- Assignment -
Please show all lines of the records that include "paratha".

Dataset items:
++++++

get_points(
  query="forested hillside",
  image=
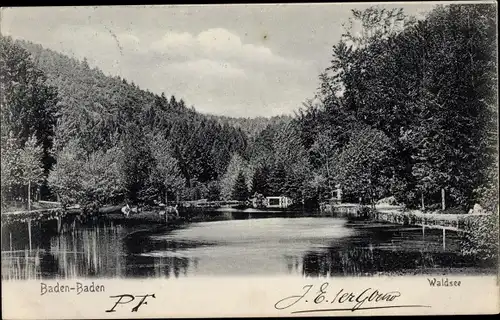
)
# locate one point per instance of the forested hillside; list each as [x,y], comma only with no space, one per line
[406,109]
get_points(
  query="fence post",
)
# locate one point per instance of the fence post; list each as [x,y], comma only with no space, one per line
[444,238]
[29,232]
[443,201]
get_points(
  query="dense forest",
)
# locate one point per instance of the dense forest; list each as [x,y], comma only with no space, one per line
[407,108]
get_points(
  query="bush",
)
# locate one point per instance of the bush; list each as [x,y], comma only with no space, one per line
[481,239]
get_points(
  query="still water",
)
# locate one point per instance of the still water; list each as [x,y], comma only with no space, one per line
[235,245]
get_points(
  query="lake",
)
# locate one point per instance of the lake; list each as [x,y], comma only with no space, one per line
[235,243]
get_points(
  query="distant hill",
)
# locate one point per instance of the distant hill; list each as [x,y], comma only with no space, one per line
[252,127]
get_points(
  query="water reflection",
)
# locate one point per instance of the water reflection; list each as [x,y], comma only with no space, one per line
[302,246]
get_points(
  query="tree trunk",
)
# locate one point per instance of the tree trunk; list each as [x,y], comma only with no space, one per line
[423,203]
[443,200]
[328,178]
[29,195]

++++++

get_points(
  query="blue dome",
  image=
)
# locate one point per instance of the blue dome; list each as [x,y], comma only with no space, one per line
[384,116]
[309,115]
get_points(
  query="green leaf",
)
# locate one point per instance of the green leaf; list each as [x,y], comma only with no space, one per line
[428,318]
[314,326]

++++++

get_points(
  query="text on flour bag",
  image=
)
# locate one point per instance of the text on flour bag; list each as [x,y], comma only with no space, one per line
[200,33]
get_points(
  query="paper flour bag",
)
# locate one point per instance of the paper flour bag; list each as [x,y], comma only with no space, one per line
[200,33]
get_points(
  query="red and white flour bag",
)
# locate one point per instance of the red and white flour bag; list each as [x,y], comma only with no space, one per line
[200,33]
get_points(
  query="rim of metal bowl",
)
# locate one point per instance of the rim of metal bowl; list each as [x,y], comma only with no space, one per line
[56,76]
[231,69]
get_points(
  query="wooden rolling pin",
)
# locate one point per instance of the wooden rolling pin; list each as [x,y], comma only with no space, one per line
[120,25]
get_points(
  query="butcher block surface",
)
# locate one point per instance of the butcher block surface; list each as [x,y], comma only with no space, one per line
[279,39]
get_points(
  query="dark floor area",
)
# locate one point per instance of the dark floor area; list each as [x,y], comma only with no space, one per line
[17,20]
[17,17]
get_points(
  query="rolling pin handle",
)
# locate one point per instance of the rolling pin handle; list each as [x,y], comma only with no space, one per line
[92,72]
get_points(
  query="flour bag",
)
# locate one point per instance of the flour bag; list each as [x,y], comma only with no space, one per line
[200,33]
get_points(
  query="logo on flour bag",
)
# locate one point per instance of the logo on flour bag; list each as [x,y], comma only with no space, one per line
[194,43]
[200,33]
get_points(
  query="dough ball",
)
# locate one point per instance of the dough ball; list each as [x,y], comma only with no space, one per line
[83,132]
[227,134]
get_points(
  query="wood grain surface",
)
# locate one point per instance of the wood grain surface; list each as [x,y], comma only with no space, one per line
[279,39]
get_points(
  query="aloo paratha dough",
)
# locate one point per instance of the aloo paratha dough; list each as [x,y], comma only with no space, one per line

++++++

- Output for this exercise -
  query="aloo paratha dough",
# locate one point per instance of the aloo paratha dough; list each as [x,y], comma only with no space, one per line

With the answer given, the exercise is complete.